Page extract:

[Start of section]

The action space is augmented to include both primitive proof actions (e.g., Lean tactics) and subgoal-generation actions (e.g., conjecturing intermediate lemmas).
The transition function is extended to operate on both proof states and the stack of active goals.
The reward function is designed to provide feedback not only for solving the main theorem but also for independently verifiable subgoals, enabling denser and more informative reward signals.

This formulation enables a smoother optimization landscape and supports more effective exploration strategies in the proof search space.

Instantiation in Lean and Proof Search

The sG-MDP framework is instantiated in the Lean 4 proof assistant, with proof states represented as token sequences and actions corresponding to tactic applications or conjecture introductions. The system leverages PyPantograph for tactic validation and subgoal management, enabling dynamic manipulation of the proof state and subgoal stack.

Proof search is conducted using an MCTS variant tailored to the sG-MDP structure. The search tree nodes represent (state, goal stack) pairs, and the policy is conditioned on the current subgoal. The value function is computed using only verifiable outcomes (i.e., Lean-validated proofs of subgoals), eschewing learned critics. The reward structure can be flexibly designed to promote depth, number of solved conjectures, or other metrics.

System Architecture and Implementation

Bourbaki is implemented as a modular system capable of ensembling multiple LLMs for both subgoal generation and tactic synthesis. In the reported experiments, DeepSeek-Prover-v2–7B and Kimina-7B serve as the base models, with vLLM used for efficient batch inference. The system is integrated with Pantograph and Lean 4.20.1 for proof validation.

Key implementation details include:

Up to 10 tactic candidates are considered per node, with a maximum of 512 MCTS iterations per problem.
The value function combines depth-based metrics and the number of solved conjectures, providing denser feedback than terminal-only rewards.
Heuristic tactics that yield multiple candidate actions are handled by deferring to the base model for completion, with ongoing work to improve tactic validation and proof soundness.

[End of section]

Task brief: In the Bourbaki excerpt, what is the maximum number of MCTS iterations allowed per problem? Answer using only the text above.

Data shown:
[Start of section]

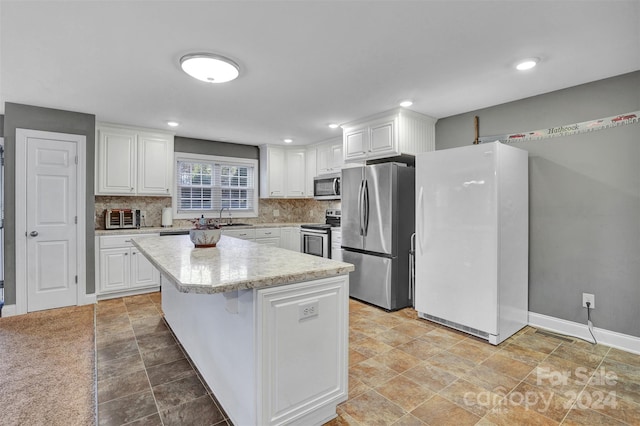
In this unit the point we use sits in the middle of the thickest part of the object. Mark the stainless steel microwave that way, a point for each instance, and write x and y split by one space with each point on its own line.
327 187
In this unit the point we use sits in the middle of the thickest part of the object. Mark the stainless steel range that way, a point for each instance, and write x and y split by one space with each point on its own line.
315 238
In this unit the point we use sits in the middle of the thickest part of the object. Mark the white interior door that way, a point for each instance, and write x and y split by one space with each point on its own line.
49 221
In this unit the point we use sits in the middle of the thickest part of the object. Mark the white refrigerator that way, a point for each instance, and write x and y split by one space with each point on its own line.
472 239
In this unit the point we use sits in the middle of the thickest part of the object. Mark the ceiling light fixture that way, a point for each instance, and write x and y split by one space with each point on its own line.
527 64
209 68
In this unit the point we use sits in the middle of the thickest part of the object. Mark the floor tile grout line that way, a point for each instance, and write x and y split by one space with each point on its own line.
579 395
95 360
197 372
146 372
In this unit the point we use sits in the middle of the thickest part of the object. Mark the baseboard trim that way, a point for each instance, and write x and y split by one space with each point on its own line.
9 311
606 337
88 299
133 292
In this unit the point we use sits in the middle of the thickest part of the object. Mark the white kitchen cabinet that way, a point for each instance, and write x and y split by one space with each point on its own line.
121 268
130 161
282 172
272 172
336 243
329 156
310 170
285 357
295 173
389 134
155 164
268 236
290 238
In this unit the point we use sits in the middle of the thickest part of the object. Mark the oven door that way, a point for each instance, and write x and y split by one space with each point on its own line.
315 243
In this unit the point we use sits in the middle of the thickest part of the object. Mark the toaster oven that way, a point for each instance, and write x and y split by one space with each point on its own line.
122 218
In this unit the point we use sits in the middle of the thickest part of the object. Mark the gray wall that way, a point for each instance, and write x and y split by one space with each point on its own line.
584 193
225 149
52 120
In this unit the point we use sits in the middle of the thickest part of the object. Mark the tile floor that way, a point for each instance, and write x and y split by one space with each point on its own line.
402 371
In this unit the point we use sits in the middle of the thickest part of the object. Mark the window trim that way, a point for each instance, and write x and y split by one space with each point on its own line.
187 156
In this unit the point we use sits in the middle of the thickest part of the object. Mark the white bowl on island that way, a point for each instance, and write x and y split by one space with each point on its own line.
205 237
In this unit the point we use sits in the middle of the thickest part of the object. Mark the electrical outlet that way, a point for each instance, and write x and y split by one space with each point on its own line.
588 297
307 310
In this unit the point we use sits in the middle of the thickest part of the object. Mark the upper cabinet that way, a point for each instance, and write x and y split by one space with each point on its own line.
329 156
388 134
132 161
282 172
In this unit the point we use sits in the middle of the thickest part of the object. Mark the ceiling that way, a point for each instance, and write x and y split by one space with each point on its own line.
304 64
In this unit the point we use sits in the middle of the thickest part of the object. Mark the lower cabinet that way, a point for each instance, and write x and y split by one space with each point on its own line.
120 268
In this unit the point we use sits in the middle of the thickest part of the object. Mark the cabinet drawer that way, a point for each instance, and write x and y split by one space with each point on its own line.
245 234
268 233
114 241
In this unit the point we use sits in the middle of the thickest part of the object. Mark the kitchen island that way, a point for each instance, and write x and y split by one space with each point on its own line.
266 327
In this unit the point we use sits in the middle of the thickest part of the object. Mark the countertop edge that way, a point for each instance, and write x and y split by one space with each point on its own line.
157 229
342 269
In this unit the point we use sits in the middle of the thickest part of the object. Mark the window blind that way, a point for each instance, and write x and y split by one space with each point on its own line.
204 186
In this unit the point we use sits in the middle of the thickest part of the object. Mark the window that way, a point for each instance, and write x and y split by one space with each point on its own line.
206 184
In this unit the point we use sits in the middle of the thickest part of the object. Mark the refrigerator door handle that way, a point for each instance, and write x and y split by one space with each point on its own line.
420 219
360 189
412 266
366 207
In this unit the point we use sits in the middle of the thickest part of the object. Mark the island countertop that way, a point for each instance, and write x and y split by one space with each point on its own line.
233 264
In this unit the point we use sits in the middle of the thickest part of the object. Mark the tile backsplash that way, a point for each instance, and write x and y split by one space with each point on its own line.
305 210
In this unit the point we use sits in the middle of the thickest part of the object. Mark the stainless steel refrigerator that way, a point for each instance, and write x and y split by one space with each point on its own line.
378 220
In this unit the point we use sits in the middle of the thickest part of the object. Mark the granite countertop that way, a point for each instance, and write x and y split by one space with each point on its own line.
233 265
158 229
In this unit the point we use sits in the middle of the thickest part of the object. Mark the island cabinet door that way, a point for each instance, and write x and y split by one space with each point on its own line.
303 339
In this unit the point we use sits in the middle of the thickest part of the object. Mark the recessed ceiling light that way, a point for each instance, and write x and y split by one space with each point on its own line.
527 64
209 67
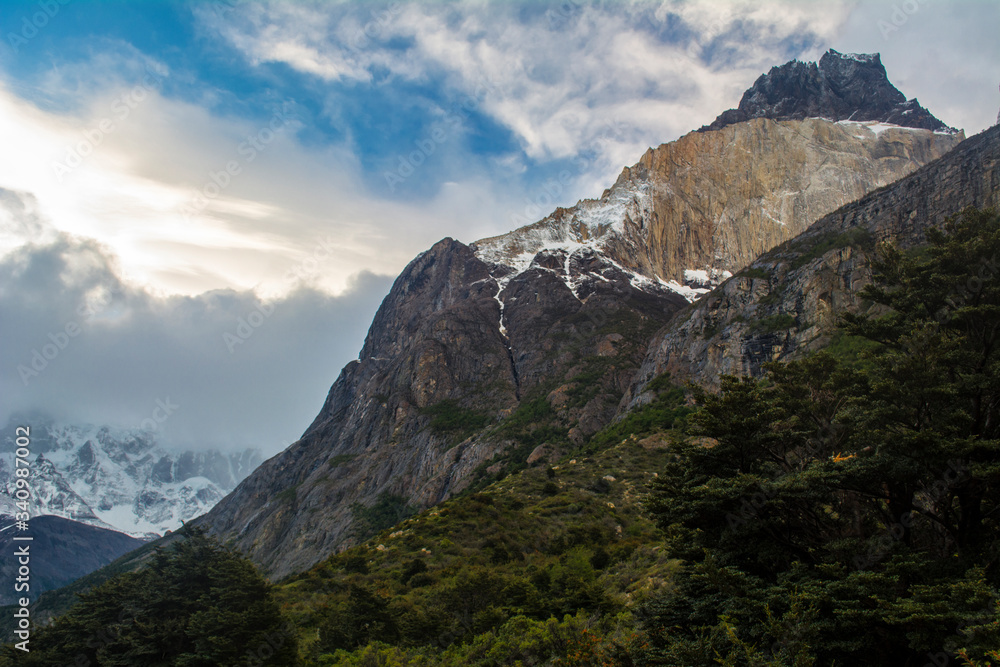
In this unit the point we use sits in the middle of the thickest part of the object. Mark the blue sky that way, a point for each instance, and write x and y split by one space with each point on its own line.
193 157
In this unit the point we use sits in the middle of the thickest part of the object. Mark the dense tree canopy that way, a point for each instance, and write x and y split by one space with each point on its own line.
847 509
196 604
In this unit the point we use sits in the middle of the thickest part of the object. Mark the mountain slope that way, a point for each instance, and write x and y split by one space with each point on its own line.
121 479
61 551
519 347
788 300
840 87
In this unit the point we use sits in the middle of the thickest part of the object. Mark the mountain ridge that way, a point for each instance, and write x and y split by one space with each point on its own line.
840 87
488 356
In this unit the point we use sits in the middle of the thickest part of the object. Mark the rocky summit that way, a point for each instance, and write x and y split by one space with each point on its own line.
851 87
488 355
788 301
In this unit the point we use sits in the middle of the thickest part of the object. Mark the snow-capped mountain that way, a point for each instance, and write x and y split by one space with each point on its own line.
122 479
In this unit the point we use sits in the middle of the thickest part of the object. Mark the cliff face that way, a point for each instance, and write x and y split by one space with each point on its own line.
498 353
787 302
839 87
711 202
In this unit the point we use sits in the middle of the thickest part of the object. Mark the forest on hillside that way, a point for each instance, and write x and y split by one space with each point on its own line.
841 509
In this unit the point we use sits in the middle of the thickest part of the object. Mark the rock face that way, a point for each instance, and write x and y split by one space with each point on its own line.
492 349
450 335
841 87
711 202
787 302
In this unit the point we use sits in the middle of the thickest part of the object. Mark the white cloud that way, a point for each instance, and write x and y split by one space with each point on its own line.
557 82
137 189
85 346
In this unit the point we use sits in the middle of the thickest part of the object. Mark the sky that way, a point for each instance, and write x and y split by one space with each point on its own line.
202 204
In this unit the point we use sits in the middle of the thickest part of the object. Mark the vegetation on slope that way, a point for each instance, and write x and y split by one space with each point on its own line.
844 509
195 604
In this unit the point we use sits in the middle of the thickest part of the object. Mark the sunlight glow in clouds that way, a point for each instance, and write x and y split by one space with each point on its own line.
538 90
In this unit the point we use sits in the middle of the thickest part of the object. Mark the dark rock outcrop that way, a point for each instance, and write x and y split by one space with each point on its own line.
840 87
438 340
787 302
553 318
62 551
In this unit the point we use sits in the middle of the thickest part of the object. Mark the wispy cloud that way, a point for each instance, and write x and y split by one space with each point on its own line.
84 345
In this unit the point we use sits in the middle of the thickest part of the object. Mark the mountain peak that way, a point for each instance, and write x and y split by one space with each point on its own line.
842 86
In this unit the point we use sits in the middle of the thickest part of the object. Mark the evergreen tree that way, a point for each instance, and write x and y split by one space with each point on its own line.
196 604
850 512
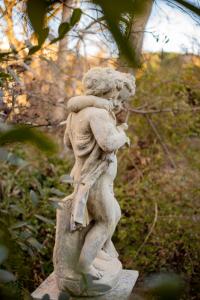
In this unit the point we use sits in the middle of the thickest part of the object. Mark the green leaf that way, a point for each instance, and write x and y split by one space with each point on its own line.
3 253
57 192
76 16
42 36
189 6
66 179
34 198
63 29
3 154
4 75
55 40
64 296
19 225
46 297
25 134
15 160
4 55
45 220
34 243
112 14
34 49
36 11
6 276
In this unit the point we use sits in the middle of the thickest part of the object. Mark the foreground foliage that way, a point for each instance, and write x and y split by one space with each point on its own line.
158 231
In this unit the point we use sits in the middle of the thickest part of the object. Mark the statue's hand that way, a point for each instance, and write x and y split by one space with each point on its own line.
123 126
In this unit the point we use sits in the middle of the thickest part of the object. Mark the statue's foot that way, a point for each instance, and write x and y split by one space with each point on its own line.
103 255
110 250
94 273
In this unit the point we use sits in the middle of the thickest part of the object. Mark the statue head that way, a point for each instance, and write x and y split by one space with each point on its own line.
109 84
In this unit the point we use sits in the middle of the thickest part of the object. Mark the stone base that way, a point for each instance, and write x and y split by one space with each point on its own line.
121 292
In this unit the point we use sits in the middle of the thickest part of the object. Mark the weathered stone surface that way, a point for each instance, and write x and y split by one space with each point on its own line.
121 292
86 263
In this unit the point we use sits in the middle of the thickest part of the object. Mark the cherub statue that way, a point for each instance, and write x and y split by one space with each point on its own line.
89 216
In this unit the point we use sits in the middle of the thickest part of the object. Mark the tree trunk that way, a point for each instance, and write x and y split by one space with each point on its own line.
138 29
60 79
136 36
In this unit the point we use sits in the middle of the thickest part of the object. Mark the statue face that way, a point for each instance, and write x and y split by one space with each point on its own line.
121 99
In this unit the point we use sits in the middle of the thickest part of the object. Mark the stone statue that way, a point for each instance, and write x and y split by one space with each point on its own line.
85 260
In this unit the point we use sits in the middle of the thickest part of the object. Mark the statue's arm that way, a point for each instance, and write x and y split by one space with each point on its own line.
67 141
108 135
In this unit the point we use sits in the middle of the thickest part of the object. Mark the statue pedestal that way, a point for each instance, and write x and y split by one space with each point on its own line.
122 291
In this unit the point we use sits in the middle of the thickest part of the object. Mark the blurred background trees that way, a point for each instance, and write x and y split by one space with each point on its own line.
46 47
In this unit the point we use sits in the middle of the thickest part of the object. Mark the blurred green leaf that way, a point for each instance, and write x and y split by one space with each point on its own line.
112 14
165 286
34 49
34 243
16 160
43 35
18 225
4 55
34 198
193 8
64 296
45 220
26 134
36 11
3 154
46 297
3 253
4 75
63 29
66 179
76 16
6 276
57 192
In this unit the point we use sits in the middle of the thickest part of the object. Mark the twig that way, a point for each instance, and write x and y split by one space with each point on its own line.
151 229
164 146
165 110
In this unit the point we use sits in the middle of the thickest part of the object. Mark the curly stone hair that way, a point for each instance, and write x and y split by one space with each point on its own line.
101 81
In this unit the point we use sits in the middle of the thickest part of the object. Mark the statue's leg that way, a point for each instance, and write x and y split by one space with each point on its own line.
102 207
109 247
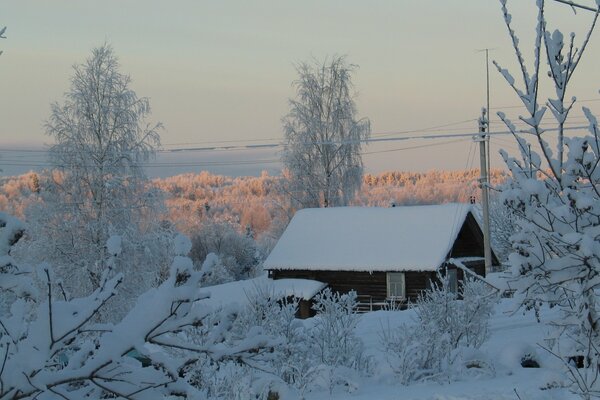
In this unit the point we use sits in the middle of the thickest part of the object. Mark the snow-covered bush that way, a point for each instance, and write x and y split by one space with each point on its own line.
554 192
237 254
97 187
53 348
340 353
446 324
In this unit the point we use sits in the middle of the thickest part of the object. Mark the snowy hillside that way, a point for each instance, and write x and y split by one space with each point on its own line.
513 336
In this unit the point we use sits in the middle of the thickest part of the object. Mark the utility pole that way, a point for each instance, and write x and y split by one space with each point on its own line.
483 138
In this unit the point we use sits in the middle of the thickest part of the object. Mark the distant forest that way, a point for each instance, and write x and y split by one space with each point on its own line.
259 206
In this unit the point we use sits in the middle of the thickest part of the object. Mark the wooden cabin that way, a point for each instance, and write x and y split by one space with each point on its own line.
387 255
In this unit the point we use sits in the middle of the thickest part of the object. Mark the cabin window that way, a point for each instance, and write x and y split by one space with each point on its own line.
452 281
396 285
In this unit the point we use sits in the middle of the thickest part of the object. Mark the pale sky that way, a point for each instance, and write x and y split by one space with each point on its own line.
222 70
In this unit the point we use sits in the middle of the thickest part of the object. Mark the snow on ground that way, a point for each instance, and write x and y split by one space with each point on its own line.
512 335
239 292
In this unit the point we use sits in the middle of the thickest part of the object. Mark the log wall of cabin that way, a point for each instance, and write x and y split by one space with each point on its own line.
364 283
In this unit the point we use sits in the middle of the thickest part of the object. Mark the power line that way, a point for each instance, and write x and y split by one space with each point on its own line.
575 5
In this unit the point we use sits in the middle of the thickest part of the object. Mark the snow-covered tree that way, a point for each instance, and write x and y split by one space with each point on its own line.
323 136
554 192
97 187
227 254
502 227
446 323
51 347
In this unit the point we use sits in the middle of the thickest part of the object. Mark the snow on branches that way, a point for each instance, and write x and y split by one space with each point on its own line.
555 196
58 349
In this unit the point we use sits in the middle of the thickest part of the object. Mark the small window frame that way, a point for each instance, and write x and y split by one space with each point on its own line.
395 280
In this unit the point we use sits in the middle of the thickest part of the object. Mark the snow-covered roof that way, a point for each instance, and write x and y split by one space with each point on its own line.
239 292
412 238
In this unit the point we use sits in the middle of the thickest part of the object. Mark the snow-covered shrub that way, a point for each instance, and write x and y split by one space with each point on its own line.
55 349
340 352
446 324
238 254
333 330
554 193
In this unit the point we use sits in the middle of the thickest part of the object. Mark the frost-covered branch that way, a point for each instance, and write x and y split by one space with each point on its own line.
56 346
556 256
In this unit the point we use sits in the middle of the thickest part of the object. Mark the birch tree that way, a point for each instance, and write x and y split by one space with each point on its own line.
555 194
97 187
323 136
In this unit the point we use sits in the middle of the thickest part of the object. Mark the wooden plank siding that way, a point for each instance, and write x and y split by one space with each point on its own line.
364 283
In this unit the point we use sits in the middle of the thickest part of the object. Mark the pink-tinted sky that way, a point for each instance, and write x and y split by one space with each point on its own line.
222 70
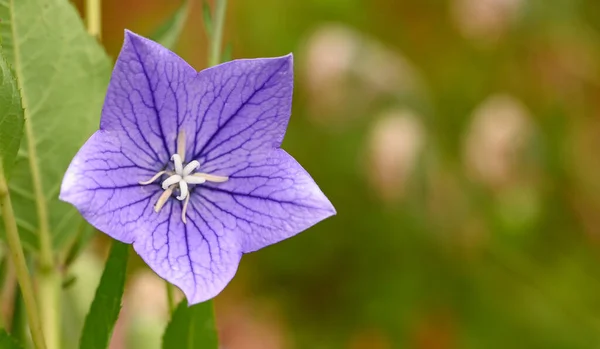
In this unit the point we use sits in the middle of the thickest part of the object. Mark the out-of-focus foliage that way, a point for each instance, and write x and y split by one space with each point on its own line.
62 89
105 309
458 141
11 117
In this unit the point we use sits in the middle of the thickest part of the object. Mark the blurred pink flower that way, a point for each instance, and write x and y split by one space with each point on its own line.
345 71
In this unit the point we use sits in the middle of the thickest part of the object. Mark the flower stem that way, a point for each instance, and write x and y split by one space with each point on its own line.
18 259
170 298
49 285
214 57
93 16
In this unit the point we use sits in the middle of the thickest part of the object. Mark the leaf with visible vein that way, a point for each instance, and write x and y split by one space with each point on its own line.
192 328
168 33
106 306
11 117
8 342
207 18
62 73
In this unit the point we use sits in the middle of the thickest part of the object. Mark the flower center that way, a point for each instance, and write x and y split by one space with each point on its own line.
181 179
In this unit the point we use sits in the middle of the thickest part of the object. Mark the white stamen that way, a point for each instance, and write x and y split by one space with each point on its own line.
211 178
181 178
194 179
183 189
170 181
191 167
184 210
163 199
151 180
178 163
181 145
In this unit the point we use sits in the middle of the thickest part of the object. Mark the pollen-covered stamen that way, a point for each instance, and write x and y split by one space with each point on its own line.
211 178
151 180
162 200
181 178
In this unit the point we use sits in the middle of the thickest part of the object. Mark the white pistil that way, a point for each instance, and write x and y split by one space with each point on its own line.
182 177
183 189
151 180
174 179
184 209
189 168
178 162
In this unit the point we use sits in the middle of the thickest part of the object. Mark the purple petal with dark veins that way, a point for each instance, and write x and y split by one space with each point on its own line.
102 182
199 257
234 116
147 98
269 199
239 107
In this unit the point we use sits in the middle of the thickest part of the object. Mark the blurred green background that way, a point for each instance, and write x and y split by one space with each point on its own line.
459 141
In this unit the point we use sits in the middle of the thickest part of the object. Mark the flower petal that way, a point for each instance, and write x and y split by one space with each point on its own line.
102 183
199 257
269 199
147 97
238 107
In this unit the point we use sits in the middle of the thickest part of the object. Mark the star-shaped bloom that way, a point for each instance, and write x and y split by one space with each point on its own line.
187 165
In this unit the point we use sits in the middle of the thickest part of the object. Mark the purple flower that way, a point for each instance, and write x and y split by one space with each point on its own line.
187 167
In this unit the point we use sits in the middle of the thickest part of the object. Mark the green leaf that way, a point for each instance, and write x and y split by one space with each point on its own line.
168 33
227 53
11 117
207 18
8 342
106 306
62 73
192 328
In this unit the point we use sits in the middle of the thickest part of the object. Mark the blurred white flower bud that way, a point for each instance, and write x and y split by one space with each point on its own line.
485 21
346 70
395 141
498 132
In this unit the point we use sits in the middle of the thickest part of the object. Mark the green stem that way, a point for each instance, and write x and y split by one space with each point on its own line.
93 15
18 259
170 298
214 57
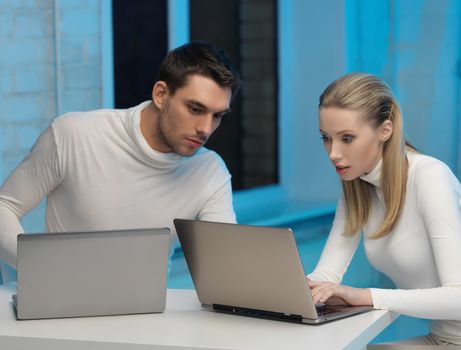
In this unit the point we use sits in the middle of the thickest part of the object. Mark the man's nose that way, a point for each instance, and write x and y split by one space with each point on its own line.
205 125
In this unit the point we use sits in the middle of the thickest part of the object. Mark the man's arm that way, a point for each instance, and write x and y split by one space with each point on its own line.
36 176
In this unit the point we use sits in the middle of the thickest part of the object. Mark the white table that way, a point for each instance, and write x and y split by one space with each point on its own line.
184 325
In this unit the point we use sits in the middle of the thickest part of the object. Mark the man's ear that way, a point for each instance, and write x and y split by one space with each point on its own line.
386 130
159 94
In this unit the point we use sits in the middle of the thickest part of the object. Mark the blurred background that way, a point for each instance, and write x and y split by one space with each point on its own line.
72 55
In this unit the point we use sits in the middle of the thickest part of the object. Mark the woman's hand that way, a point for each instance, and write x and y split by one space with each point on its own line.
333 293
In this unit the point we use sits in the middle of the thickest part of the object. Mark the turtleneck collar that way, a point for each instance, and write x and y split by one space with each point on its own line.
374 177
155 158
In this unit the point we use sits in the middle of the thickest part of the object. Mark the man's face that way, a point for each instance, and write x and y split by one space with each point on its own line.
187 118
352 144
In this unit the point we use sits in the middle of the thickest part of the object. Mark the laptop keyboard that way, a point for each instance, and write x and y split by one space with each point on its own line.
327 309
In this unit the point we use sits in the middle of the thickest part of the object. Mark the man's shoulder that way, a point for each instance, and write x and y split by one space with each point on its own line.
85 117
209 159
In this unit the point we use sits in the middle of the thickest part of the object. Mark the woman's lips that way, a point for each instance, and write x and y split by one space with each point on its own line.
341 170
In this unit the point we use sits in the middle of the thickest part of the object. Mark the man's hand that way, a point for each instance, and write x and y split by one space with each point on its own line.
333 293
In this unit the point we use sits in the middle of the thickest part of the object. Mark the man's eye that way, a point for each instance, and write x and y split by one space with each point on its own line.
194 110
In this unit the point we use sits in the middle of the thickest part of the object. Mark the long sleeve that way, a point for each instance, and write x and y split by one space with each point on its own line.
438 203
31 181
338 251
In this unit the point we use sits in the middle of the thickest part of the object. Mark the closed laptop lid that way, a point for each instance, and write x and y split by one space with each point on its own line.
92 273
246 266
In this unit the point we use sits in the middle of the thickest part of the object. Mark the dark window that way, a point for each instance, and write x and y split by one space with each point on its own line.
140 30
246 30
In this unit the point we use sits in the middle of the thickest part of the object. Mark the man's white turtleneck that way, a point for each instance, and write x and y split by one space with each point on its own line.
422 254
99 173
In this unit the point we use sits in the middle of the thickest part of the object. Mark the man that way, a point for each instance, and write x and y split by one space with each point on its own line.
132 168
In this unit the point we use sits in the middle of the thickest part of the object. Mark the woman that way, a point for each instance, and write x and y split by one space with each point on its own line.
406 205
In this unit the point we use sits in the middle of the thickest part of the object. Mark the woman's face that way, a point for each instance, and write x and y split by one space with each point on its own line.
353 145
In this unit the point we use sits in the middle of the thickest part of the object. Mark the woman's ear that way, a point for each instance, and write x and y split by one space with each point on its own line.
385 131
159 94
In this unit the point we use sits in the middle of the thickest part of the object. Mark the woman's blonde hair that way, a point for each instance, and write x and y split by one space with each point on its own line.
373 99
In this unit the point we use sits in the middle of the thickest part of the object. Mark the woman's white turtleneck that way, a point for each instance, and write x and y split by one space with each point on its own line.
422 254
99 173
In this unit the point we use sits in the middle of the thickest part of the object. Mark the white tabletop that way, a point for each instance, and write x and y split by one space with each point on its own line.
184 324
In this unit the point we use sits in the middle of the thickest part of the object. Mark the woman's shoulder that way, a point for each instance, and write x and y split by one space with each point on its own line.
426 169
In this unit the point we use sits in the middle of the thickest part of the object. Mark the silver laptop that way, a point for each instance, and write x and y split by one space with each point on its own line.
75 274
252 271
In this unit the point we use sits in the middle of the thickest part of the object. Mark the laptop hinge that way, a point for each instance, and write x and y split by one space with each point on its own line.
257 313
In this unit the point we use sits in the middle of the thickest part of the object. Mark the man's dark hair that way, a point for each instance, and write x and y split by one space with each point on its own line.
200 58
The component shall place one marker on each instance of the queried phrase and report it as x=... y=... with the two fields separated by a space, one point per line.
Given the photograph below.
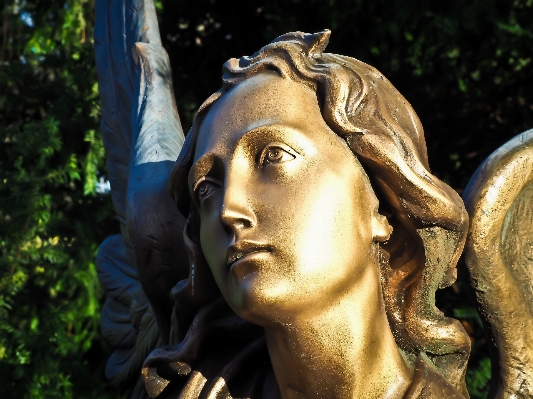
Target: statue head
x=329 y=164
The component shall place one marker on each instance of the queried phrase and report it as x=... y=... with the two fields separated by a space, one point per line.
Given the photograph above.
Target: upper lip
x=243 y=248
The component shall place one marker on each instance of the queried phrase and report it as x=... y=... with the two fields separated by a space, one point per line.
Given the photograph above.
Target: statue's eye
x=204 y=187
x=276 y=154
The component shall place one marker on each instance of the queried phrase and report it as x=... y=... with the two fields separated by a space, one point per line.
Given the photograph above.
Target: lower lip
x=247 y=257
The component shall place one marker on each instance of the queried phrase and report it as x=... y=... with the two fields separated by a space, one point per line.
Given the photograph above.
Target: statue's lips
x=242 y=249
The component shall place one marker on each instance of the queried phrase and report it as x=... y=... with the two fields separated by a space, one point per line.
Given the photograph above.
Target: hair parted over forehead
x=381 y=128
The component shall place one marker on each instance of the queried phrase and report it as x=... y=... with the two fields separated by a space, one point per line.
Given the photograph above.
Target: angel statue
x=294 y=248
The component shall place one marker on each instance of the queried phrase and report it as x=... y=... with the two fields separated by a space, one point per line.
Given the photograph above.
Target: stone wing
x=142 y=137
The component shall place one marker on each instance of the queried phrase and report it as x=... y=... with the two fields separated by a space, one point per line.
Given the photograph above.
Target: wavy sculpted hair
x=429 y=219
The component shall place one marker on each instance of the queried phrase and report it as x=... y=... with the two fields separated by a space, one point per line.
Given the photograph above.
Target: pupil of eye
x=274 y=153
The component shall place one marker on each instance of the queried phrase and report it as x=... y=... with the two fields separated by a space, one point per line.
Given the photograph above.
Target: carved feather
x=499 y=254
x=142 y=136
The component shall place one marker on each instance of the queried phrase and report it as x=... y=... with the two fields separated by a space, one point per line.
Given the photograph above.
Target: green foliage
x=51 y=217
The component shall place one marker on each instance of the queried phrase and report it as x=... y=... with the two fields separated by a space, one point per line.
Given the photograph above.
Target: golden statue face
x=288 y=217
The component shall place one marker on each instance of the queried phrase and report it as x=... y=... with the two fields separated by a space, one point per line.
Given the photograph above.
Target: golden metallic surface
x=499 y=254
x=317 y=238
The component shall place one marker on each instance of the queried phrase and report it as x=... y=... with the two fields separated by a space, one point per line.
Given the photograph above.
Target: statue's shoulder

[End of section]

Written response: 512